Page =
═══
The first chapter involves a subplot in which the Gentlemen of Last Resort, a secret society serving the Crown, urgently set out for Port Mercia in the Great Southern Pelagic Ocean to seek the next man in the British line of succession: Henry Fanshaw, the unsuspecting governor of England's oceanic territories. Fanshaw's 13-year-old daughter, Ermintrude, is one of the novel's two protagonists. The other protagonist, Mau, is an indigenous native of the Nation who is first depicted alone at neighbouring Boys' Island, where he has hand-built a canoe to complete his initiation rite from boyhood into manhood. Ermintrude, meanwhile, is travelling in a leisurely manner aboard a British schooner, the Sweet Judy, when mutineers, led by the ruthless First Mate Cox, are subdued and set adrift at sea, returning to the plot at a later time.

===Plot summary===
The main plot begins when an enormous tsunami carries the two central characters, Ermintrude and Mau, to the shores of Mau's home island: the Nation. Mau survives the tsunami in his canoe, while Ermintrude is the lone survivor of the Sweet Judy, which is run aground. The tsunami has killed all the indigenous villagers of the Nation, except Mau, who now angrily rejects the gods and believes that his interrupted rite of passage has left him soulless. Devastated, Mau carries all his people's corpses into the ocean, based on their religious belief that humans buried at sea become dolphins. Ermintrude timidly and sometimes recklessly interacts with Mau, but, eventually, the two start cooperating for mutual survival and establish some basic level of communication, though they are ignorant of each other's culture and language. Ermintrude introduces herself as "Daphne" and never reveals her given name, which she has always hated.
═══
Task inputs =

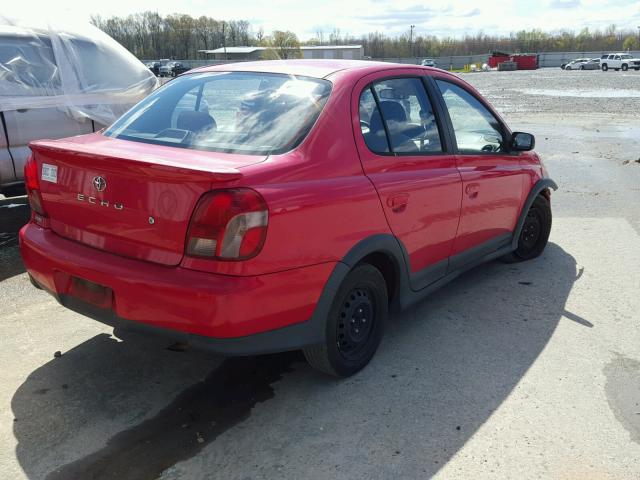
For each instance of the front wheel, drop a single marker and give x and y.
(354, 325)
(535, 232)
═══
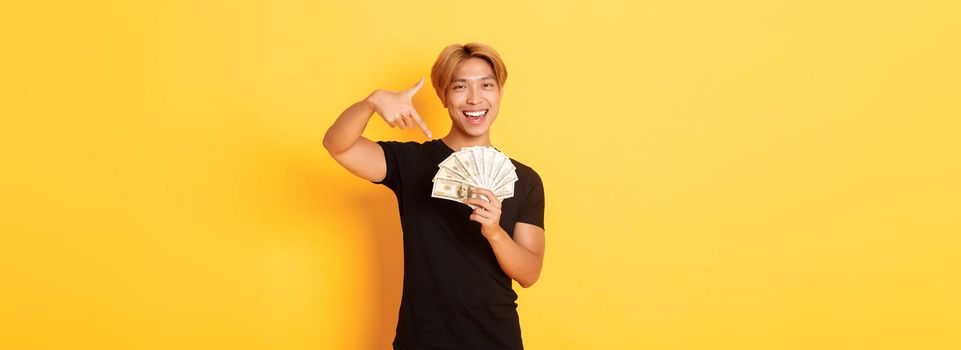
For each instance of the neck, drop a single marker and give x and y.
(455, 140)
═══
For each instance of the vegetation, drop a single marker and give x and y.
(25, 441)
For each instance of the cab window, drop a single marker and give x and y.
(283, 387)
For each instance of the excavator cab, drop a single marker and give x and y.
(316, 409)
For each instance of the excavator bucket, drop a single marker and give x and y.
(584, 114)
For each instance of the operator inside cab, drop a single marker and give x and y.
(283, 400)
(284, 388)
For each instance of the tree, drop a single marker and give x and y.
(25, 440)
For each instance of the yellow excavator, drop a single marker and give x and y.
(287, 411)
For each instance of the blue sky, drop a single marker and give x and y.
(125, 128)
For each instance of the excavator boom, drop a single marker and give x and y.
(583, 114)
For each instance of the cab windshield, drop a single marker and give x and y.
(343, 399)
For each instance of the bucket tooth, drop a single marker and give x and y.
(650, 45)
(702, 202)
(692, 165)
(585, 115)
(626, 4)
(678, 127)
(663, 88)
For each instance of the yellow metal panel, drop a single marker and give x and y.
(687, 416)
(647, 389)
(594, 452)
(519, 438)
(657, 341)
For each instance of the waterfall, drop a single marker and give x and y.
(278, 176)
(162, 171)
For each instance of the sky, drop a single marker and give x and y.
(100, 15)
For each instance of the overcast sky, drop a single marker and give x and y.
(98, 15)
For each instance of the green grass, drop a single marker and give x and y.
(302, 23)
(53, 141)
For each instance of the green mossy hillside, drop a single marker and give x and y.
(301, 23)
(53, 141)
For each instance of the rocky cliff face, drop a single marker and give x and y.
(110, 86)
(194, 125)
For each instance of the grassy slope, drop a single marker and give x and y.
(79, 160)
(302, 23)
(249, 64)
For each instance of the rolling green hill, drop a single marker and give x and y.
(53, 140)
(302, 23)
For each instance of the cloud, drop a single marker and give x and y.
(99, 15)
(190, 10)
═══
Tasks and exercises =
1: Condense the paragraph of the novel summary that begins "The main plot begins when" into a bulleted list that keeps its main facts.
2: Locate every line of the records that contains the word "excavator" and copy each one. Case counts.

Results by task =
1:
- A huge tsunami carries Ermintrude and Mau to the shores of Mau's home island, the Nation.
- Mau survives in his canoe, and Ermintrude is the only survivor of the Sweet Judy, which runs aground.
- Every indigenous villager of the Nation is killed except Mau, who angrily rejects the gods and believes his interrupted rite of passage has left him soulless.
- Mau carries his people's bodies into the ocean, following their belief that those buried at sea become dolphins.
- Ermintrude approaches Mau timidly and sometimes recklessly, but the two come to cooperate for survival and build basic communication, though they don't know each other's culture or language.
- Ermintrude introduces herself as "Daphne" and never reveals her given name, which she has always hated.

2:
For each instance of the excavator cab, drop a single marker and give x and y.
For each instance of the excavator bucket, drop a single marker and give x and y.
For each instance of the yellow excavator, drop a single marker and give x and y.
For each instance of the excavator boom, drop a single marker and give x and y.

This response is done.